#### What you have to do
Exactly and only the lines from the line holding "Isolate the cluster of tents in this frame." to the end of the records should be reproduced. Leave pictures out.

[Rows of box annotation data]
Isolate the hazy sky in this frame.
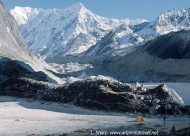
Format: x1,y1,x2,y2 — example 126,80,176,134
2,0,190,20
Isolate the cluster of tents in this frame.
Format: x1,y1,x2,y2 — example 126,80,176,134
135,115,190,132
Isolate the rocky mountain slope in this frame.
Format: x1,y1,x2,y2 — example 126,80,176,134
136,9,190,39
0,2,61,83
11,3,146,62
100,30,190,82
11,3,190,63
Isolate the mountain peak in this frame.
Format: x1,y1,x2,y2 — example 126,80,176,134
68,2,86,11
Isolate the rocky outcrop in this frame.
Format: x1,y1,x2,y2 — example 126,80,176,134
0,57,48,83
0,78,186,114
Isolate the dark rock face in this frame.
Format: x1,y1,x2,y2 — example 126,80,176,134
0,78,186,114
146,30,190,59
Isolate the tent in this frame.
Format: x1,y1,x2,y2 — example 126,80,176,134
135,115,144,122
172,123,190,132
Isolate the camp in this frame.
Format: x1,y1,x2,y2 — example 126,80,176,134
135,116,144,122
171,123,190,132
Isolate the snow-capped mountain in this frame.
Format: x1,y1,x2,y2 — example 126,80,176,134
83,24,144,56
11,3,146,60
0,1,61,83
137,9,190,39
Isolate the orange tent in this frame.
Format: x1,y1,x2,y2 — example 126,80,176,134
135,116,144,122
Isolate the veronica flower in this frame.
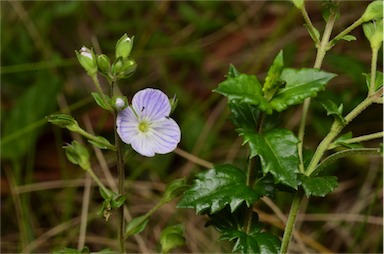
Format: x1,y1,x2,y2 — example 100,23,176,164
116,88,181,157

#### Answer to this exercise
Isolate the cluster of tents in this frame.
Format: x1,y1,x2,y2 — example 126,80,176,134
135,115,190,132
Isolate the rocky mountain slope in this frame.
Format: x1,y1,x2,y2 — example 126,80,176,134
136,9,190,39
0,2,61,83
11,3,146,62
100,30,190,82
11,3,190,63
Isolate the mountain peak in this frame.
Format: x1,y1,x2,y2 — example 126,80,176,134
68,2,86,11
Isolate the rocky outcrop in this frame.
Format: x1,y1,x2,y2 — example 126,80,176,134
0,57,48,83
0,78,186,114
Isolate the dark rock face in this frame.
Format: x1,y1,x2,y2 — example 126,80,176,134
0,78,186,114
146,30,190,59
Isolate the tent in this frame.
Format: x1,y1,x2,y2 — example 126,80,176,134
135,115,144,122
172,123,190,132
Isolate the camp in this frame.
Format: x1,y1,x2,y2 — example 126,80,176,134
135,116,144,122
171,123,190,132
Isolate the snow-capped mountain in this frame.
Format: x1,y1,x2,y2 — example 126,80,176,134
83,24,144,56
11,3,146,60
0,1,61,83
137,9,190,39
Isolate the orange tent in this frame.
Format: x1,y1,x2,y2 — example 126,80,176,134
135,116,144,122
Isolate the veronica flower in this frame.
Format: x1,y1,x2,y2 — example 100,23,176,164
116,88,181,157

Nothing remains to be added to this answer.